── Data in this exercise ──
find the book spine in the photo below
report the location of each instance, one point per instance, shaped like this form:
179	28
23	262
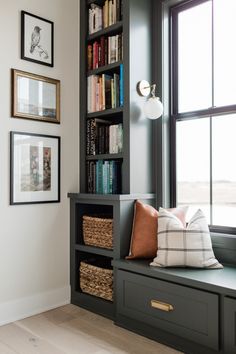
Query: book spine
92	136
102	47
90	56
121	85
88	136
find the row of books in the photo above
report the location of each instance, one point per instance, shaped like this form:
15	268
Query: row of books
103	16
104	177
102	137
107	50
105	91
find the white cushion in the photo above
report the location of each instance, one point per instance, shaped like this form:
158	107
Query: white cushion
184	247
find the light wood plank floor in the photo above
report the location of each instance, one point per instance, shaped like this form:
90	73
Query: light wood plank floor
72	330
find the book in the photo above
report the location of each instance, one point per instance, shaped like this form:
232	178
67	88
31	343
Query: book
121	85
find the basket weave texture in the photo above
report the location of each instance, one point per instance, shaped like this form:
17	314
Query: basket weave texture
96	281
98	231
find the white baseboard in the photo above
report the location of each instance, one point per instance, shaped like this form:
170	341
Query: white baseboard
25	307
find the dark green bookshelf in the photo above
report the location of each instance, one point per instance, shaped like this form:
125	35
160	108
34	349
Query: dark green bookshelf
95	250
104	157
106	68
110	30
136	156
107	112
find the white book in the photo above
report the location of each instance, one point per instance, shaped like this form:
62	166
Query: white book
88	94
114	12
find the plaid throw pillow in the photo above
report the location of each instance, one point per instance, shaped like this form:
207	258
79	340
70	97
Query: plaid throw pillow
184	247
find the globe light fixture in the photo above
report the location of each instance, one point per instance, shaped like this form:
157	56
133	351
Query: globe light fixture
153	107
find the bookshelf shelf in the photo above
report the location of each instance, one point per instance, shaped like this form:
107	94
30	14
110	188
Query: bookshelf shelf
105	113
113	29
98	2
106	68
104	157
95	250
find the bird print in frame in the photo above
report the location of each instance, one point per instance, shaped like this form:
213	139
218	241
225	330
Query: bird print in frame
37	39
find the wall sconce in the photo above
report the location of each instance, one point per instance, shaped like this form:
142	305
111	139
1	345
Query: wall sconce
153	108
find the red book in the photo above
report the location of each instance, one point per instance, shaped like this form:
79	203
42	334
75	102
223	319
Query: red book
90	57
102	43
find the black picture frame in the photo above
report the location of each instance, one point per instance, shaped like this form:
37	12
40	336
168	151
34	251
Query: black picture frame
37	39
30	106
35	168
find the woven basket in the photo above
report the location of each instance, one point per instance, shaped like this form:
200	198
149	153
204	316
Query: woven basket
98	231
95	280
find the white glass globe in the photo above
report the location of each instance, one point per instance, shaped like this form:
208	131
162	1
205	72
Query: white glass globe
153	108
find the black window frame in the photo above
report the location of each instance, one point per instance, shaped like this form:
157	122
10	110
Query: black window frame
211	112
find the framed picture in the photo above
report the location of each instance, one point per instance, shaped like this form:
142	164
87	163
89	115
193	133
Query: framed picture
36	39
34	168
35	97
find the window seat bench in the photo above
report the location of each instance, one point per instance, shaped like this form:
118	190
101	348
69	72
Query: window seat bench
192	310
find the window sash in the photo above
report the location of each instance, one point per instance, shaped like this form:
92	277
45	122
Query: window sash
176	116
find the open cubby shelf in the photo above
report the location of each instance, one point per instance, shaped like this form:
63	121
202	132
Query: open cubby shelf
95	250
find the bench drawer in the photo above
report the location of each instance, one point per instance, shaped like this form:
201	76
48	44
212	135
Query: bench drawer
182	311
230	325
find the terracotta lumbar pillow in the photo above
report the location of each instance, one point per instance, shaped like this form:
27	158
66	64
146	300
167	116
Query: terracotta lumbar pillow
144	233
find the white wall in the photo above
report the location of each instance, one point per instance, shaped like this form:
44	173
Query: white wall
34	239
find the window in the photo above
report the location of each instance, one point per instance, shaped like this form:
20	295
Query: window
203	118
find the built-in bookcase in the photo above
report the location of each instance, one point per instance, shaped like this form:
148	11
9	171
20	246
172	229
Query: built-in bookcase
115	138
115	154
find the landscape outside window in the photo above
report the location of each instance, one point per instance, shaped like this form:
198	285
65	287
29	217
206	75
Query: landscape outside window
204	92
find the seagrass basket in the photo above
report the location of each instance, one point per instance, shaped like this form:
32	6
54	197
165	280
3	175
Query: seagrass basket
95	279
98	231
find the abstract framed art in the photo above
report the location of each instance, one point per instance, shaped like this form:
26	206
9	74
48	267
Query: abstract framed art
37	40
34	168
35	97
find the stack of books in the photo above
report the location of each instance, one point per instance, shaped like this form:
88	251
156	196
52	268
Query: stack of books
103	137
105	91
107	50
107	15
104	177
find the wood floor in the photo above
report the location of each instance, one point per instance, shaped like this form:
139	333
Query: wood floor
72	330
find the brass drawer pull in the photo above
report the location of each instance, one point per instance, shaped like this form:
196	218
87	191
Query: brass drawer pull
161	306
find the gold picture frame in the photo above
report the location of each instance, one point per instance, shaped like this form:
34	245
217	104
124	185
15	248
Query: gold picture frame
35	97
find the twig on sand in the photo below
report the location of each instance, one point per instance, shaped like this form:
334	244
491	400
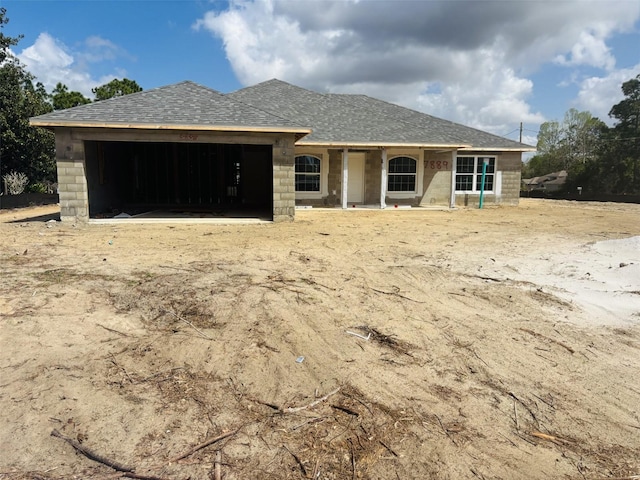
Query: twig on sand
557	342
312	404
446	431
298	461
87	452
217	468
395	294
358	335
202	334
550	438
211	441
353	461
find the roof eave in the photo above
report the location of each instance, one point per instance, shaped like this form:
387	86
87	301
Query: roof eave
499	149
381	145
161	126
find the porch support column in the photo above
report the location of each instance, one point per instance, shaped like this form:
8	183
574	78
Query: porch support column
345	176
383	179
452	201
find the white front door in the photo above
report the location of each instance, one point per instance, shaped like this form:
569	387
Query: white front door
355	185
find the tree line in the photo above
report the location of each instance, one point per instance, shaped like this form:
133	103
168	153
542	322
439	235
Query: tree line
26	150
597	158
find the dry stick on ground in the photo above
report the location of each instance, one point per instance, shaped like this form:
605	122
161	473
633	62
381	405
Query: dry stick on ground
312	404
217	469
539	335
298	461
446	431
87	452
353	461
113	359
396	294
211	441
551	438
202	334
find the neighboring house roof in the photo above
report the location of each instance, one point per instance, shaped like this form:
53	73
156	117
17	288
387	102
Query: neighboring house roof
184	105
339	120
352	120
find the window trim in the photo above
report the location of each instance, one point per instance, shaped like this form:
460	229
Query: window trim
418	176
475	190
301	195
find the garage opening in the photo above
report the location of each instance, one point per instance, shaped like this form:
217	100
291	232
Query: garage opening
179	179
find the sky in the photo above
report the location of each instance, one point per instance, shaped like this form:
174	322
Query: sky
489	64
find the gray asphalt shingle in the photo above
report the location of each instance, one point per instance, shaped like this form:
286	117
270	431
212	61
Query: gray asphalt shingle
180	104
344	118
334	119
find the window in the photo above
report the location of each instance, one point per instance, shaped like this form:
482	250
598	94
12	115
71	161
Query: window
469	174
307	174
402	175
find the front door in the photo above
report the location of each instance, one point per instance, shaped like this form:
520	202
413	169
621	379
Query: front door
355	185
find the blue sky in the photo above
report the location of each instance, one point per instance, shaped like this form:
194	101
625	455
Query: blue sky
490	64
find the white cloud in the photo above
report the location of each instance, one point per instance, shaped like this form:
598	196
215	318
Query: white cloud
598	94
50	61
590	50
462	60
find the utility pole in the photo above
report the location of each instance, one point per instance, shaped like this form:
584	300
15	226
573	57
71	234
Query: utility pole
520	132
───
# Exercise description
Go through the listing and copy each line with the string "below".

# Answer space
find the book spine in the photo below
find the twig on sand in the photo below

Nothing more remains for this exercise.